:: Task ::
Would you write out the lines from the one containing "the harness waist" to the end of the records below, exactly and in full, please?

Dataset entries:
○ ○ ○ ○ ○ ○ ○
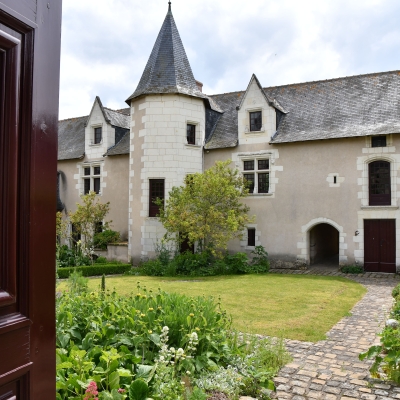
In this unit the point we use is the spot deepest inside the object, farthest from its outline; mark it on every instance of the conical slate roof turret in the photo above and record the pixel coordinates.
(168, 69)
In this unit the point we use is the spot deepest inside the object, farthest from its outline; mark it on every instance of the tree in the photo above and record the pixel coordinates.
(208, 209)
(88, 217)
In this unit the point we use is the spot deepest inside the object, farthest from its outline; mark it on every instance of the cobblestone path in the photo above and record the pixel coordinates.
(330, 369)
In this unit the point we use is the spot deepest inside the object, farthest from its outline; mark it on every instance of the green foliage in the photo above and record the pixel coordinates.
(352, 269)
(110, 339)
(87, 216)
(71, 257)
(102, 239)
(386, 356)
(95, 270)
(396, 292)
(259, 262)
(77, 284)
(206, 263)
(208, 209)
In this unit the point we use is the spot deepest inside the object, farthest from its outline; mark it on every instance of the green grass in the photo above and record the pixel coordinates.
(293, 306)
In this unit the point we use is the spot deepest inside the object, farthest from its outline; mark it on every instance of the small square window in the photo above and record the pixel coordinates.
(248, 165)
(378, 141)
(255, 121)
(191, 133)
(250, 182)
(97, 135)
(156, 192)
(263, 164)
(251, 237)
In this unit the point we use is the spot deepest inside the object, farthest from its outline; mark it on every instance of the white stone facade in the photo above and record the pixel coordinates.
(159, 147)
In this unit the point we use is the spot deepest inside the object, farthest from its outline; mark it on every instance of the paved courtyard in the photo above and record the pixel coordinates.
(330, 369)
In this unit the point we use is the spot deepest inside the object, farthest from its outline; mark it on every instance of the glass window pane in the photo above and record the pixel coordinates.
(263, 183)
(248, 165)
(86, 186)
(263, 164)
(96, 185)
(250, 182)
(251, 237)
(255, 121)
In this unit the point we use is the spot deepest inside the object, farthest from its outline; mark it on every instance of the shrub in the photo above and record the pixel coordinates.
(259, 262)
(352, 269)
(237, 263)
(386, 356)
(396, 292)
(102, 239)
(95, 270)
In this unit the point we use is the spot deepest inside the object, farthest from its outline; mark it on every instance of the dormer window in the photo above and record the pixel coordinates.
(191, 134)
(97, 135)
(255, 121)
(378, 141)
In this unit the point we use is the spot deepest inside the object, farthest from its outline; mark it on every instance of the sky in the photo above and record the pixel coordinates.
(105, 44)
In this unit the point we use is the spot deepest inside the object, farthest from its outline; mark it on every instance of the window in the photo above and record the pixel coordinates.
(379, 183)
(97, 135)
(251, 236)
(378, 141)
(156, 192)
(191, 133)
(256, 173)
(91, 179)
(255, 121)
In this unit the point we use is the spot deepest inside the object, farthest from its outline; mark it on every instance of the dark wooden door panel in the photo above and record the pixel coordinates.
(380, 245)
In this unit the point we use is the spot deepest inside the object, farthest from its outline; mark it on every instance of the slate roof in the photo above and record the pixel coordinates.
(122, 147)
(71, 138)
(352, 106)
(71, 134)
(358, 105)
(116, 118)
(168, 69)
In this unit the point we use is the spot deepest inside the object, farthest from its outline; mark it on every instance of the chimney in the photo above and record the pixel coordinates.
(199, 85)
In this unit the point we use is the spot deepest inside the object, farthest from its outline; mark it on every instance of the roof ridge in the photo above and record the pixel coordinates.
(334, 79)
(67, 119)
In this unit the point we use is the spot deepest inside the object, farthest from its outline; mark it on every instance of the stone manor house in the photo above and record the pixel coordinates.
(322, 158)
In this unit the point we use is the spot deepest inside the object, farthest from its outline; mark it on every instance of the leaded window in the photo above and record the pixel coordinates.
(156, 192)
(191, 133)
(256, 173)
(255, 121)
(91, 179)
(97, 135)
(378, 141)
(379, 183)
(251, 236)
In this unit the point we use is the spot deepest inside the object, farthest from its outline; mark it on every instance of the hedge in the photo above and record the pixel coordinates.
(95, 270)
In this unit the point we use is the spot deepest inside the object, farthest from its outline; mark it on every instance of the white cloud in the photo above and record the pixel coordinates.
(106, 43)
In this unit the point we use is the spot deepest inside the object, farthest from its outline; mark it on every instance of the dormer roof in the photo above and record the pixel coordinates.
(168, 69)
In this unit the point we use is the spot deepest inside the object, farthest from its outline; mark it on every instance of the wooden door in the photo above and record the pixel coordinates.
(29, 80)
(380, 245)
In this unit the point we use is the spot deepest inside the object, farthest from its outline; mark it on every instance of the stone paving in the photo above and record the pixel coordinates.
(330, 369)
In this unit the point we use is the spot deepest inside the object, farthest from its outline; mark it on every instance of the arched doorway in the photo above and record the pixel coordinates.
(324, 245)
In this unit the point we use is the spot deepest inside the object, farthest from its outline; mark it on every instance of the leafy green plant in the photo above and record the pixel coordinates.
(259, 262)
(102, 239)
(352, 269)
(95, 270)
(77, 284)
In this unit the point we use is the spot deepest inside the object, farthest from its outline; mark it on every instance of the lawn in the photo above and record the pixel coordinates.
(293, 306)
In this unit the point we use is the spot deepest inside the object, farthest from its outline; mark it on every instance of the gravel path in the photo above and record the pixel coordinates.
(330, 369)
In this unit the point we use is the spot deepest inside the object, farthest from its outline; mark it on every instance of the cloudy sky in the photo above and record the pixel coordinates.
(106, 43)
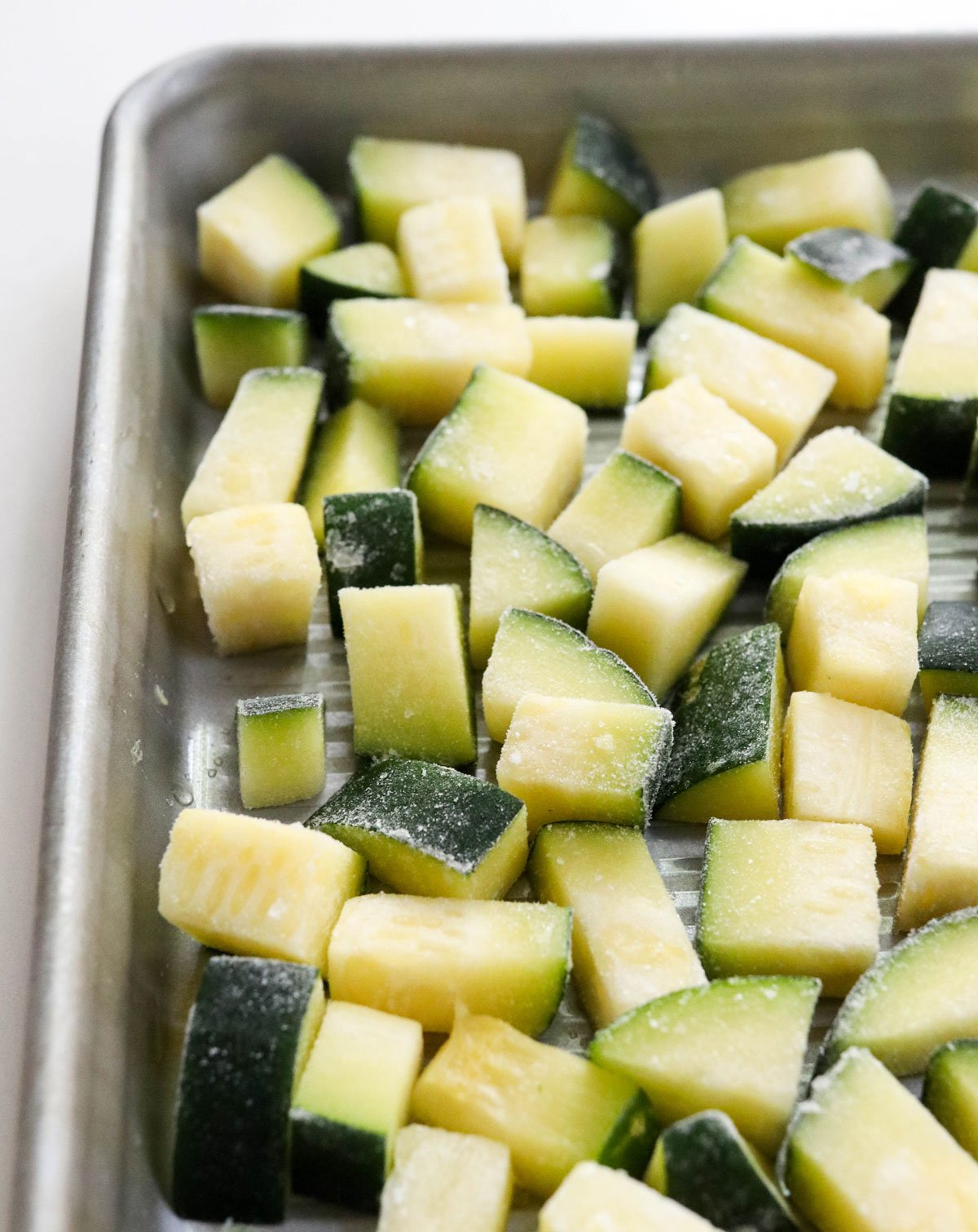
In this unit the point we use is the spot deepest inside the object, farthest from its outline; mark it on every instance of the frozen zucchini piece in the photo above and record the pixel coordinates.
(602, 175)
(864, 1156)
(258, 454)
(443, 1181)
(703, 1164)
(718, 457)
(370, 539)
(540, 654)
(506, 444)
(281, 750)
(351, 1102)
(584, 359)
(940, 873)
(628, 941)
(789, 899)
(426, 829)
(848, 763)
(915, 997)
(572, 266)
(655, 606)
(390, 176)
(252, 886)
(405, 649)
(753, 1030)
(771, 296)
(513, 565)
(434, 959)
(775, 389)
(836, 479)
(254, 237)
(416, 358)
(231, 341)
(258, 572)
(773, 205)
(248, 1036)
(572, 759)
(551, 1108)
(725, 758)
(893, 546)
(355, 450)
(854, 636)
(675, 249)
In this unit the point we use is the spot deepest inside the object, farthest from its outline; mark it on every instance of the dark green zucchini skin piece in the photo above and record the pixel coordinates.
(231, 1147)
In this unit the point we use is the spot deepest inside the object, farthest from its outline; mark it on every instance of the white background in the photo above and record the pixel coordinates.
(62, 65)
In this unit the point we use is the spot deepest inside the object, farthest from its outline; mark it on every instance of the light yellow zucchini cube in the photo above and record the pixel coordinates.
(720, 459)
(848, 763)
(854, 636)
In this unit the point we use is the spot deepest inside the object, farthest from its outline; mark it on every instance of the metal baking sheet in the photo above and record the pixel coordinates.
(142, 716)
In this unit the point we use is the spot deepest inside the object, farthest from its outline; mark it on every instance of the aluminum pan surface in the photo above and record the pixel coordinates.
(142, 711)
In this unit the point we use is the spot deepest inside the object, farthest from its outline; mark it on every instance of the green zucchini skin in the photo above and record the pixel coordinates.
(231, 1153)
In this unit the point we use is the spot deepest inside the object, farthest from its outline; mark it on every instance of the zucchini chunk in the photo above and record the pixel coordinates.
(416, 358)
(892, 546)
(257, 887)
(231, 341)
(540, 654)
(676, 248)
(254, 237)
(655, 606)
(725, 755)
(771, 296)
(570, 759)
(775, 389)
(513, 565)
(869, 267)
(258, 572)
(915, 997)
(753, 1030)
(628, 504)
(360, 271)
(351, 1102)
(789, 899)
(281, 750)
(572, 267)
(258, 454)
(951, 1092)
(426, 829)
(864, 1156)
(355, 450)
(628, 939)
(594, 1196)
(506, 444)
(854, 636)
(940, 873)
(551, 1108)
(451, 252)
(370, 539)
(934, 402)
(707, 1166)
(847, 763)
(584, 359)
(602, 175)
(836, 479)
(412, 697)
(949, 651)
(390, 176)
(718, 457)
(430, 959)
(247, 1041)
(443, 1181)
(773, 205)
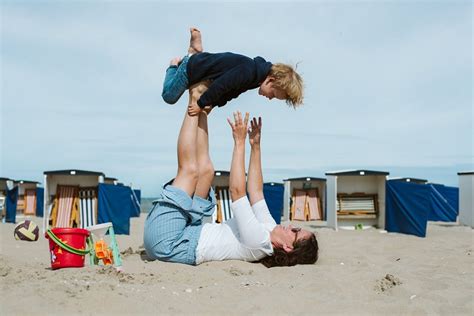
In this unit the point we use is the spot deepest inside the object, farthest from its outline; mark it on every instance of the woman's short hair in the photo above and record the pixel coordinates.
(304, 252)
(289, 81)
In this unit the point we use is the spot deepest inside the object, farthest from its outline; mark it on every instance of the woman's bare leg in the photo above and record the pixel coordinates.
(205, 167)
(187, 175)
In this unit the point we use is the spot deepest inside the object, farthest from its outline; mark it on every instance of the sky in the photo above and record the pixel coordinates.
(388, 86)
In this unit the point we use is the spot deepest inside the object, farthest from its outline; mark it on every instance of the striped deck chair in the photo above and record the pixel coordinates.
(223, 211)
(299, 204)
(88, 206)
(30, 202)
(65, 209)
(20, 203)
(314, 205)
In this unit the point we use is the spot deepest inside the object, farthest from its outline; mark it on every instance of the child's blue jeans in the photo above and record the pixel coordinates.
(176, 82)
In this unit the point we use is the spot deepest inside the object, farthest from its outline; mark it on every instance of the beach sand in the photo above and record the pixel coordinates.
(358, 273)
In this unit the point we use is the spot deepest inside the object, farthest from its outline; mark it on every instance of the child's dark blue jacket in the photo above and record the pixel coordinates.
(231, 74)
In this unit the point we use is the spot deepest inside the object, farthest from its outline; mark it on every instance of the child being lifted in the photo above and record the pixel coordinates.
(229, 75)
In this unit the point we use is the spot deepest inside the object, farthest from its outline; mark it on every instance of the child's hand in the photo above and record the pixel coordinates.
(175, 61)
(207, 109)
(239, 127)
(193, 109)
(255, 131)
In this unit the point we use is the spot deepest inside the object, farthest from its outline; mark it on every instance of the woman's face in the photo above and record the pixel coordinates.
(285, 237)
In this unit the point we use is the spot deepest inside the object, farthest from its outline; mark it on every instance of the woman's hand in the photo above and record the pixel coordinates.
(255, 131)
(239, 127)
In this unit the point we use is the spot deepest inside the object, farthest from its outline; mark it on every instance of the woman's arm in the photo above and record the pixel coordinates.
(237, 169)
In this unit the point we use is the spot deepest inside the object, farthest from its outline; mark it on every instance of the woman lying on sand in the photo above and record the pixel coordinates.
(173, 229)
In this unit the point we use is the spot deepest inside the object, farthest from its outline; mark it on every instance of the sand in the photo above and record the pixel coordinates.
(364, 272)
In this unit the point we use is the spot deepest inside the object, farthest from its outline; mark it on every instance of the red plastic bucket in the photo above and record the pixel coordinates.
(67, 247)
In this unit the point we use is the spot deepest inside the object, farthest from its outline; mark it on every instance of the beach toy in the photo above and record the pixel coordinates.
(67, 247)
(101, 252)
(26, 230)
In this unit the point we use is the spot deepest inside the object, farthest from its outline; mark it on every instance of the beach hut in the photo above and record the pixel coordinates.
(356, 198)
(70, 198)
(444, 203)
(8, 200)
(273, 193)
(80, 198)
(110, 180)
(407, 206)
(304, 199)
(411, 180)
(220, 185)
(466, 194)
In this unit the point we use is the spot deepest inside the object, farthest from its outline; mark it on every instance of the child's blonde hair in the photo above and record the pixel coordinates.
(289, 81)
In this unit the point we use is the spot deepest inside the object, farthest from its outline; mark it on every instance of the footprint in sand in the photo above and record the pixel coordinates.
(387, 283)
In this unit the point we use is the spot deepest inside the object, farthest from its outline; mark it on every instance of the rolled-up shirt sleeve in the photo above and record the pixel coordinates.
(253, 233)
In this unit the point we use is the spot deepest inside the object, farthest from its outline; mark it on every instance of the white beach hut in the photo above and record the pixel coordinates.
(26, 202)
(66, 188)
(304, 198)
(220, 185)
(411, 180)
(356, 197)
(466, 198)
(5, 185)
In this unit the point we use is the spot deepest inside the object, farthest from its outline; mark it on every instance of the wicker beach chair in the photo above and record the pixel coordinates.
(30, 202)
(223, 211)
(88, 206)
(65, 212)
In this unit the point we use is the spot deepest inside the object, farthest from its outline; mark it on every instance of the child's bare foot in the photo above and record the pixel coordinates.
(175, 61)
(195, 43)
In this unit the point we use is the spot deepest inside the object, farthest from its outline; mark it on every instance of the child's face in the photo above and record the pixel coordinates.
(270, 92)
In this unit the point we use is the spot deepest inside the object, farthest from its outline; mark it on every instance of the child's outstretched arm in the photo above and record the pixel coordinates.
(237, 169)
(255, 177)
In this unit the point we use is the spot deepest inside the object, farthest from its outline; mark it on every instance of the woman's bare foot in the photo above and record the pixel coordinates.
(175, 61)
(195, 43)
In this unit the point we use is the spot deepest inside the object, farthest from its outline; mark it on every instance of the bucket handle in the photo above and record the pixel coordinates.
(71, 249)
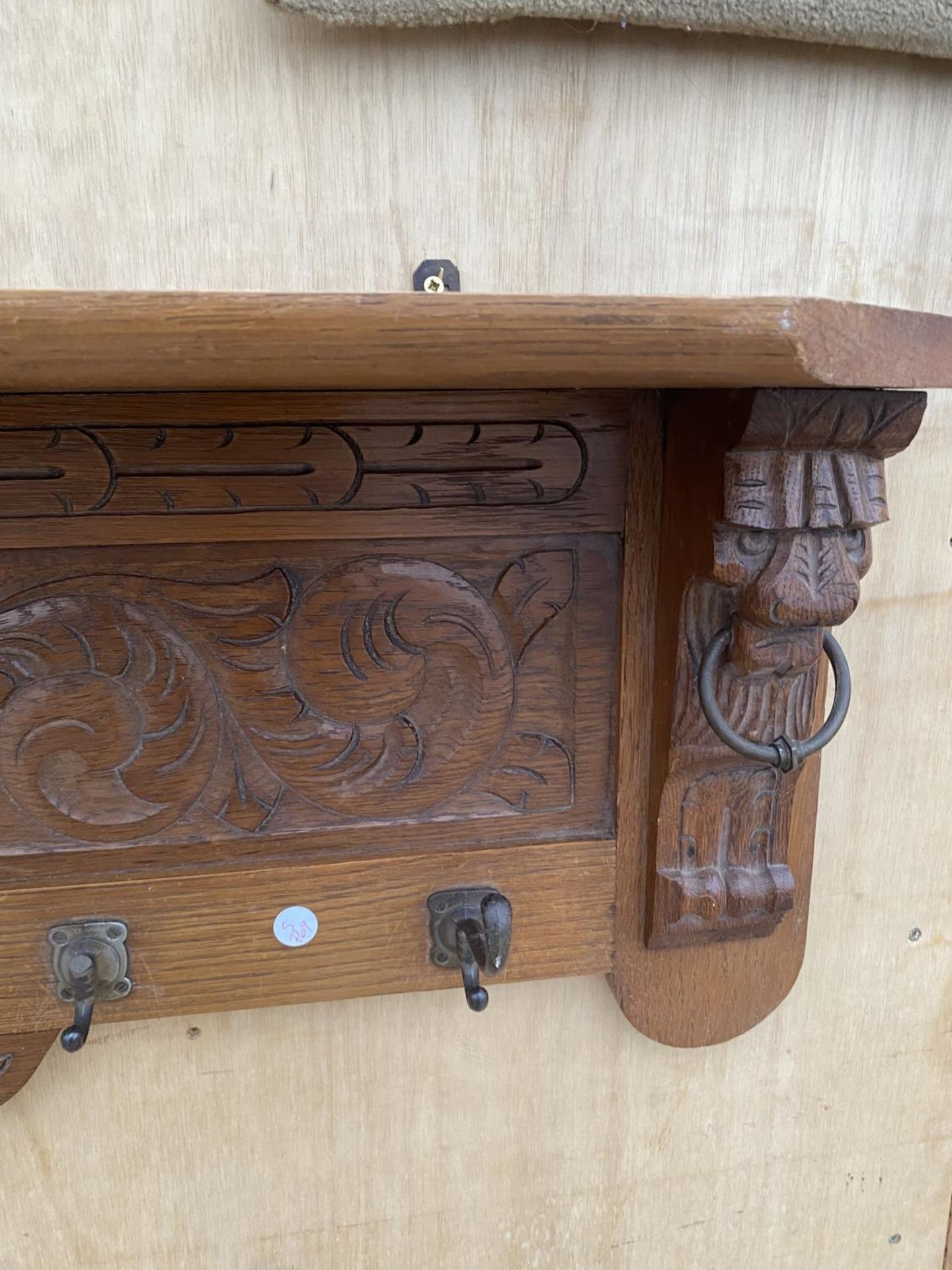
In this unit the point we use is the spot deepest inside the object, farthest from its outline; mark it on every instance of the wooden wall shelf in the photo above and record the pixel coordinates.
(329, 603)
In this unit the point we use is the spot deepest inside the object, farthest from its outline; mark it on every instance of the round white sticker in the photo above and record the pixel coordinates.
(295, 926)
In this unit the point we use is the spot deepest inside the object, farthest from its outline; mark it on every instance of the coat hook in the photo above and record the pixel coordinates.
(81, 970)
(91, 964)
(471, 929)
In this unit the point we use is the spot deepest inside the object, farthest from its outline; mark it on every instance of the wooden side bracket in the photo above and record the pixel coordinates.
(764, 531)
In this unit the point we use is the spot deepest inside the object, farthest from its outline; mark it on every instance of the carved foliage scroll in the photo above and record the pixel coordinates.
(324, 689)
(803, 488)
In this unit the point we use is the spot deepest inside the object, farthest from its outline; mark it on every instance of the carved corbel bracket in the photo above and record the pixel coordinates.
(803, 487)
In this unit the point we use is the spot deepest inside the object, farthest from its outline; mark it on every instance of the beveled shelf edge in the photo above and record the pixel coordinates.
(74, 341)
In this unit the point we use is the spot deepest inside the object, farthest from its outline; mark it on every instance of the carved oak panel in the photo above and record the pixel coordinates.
(214, 694)
(307, 466)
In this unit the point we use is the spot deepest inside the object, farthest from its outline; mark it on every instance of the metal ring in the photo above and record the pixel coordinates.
(782, 752)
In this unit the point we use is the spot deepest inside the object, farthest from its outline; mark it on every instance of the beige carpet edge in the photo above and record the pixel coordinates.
(922, 27)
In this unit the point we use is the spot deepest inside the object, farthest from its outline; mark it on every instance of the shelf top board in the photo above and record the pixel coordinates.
(71, 341)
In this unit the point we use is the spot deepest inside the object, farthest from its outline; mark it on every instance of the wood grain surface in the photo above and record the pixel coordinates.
(132, 342)
(205, 941)
(218, 145)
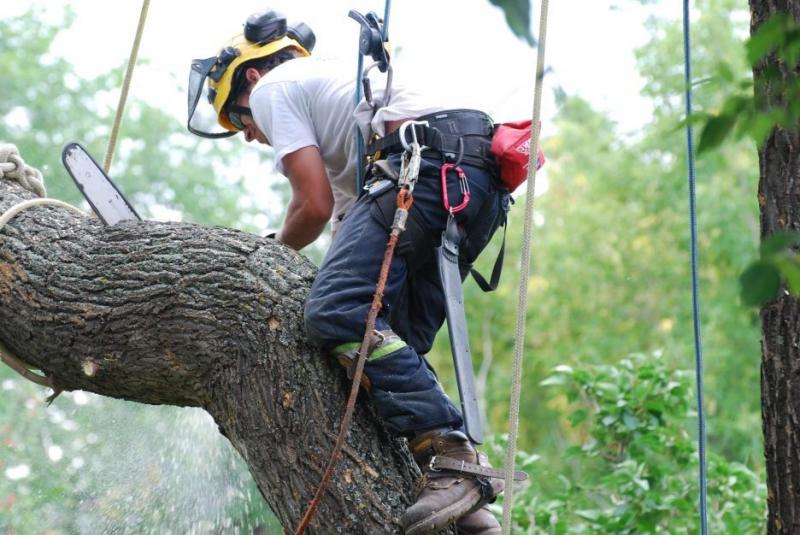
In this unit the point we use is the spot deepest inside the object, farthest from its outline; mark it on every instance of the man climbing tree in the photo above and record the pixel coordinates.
(265, 85)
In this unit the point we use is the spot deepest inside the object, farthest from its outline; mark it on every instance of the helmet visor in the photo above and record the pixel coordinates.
(202, 121)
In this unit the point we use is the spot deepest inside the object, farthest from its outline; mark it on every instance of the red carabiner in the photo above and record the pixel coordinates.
(462, 179)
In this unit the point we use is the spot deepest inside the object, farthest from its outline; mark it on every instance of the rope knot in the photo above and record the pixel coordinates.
(13, 167)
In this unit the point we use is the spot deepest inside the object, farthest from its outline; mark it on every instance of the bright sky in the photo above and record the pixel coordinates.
(451, 46)
(447, 47)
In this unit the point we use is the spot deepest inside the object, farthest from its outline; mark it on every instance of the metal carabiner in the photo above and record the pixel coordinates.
(463, 185)
(414, 141)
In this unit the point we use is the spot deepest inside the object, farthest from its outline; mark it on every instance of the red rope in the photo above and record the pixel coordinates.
(404, 201)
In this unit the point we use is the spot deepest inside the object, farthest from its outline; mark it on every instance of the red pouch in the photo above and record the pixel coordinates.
(511, 145)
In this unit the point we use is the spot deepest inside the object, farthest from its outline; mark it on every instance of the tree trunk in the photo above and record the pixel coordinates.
(779, 200)
(169, 313)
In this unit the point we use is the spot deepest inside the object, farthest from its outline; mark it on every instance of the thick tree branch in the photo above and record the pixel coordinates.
(181, 314)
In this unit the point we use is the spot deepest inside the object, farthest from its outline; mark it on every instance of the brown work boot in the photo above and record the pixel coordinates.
(449, 487)
(479, 522)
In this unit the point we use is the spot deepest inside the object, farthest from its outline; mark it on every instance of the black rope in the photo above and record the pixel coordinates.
(698, 347)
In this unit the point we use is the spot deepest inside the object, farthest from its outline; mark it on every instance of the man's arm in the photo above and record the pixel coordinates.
(311, 205)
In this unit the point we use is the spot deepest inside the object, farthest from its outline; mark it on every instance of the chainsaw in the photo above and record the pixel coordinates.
(105, 198)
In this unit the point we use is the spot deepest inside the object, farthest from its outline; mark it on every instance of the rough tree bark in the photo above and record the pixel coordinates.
(198, 316)
(779, 200)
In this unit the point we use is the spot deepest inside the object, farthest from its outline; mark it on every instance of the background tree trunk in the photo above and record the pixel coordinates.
(779, 200)
(199, 316)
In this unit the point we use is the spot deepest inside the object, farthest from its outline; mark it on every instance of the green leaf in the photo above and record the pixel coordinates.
(631, 422)
(553, 380)
(759, 283)
(768, 37)
(518, 17)
(715, 131)
(789, 268)
(588, 514)
(777, 242)
(578, 416)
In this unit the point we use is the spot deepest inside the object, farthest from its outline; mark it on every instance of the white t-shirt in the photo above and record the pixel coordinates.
(310, 101)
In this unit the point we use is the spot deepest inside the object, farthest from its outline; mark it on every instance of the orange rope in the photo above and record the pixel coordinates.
(404, 201)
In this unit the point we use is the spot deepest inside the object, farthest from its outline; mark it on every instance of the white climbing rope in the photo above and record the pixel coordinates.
(522, 305)
(13, 167)
(126, 84)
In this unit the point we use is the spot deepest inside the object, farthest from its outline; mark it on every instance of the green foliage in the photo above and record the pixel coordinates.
(633, 465)
(518, 17)
(94, 464)
(611, 272)
(777, 101)
(160, 167)
(761, 281)
(90, 464)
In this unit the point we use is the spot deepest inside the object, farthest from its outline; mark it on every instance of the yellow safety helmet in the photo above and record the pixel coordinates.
(264, 34)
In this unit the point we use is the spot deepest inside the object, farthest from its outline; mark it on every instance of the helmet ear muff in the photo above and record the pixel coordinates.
(265, 27)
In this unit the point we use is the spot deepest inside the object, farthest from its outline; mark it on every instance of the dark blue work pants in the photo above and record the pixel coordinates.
(404, 387)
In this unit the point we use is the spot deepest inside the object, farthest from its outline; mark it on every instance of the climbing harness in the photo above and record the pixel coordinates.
(409, 173)
(522, 304)
(698, 346)
(123, 97)
(13, 167)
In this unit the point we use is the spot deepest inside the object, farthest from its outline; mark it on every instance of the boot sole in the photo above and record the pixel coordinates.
(442, 518)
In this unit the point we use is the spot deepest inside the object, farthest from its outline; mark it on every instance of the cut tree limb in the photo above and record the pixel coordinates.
(182, 314)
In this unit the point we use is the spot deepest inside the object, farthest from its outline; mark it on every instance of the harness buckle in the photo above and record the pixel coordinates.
(463, 186)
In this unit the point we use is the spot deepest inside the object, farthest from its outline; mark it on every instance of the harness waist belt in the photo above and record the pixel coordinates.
(451, 134)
○ ○ ○ ○ ○ ○ ○
:: Response ::
In this unit the point we use is the spot deepest inside the object, farthest from its outline; mark it on every instance of the harness waist belt in the photo above and record the pixel coordinates.
(451, 134)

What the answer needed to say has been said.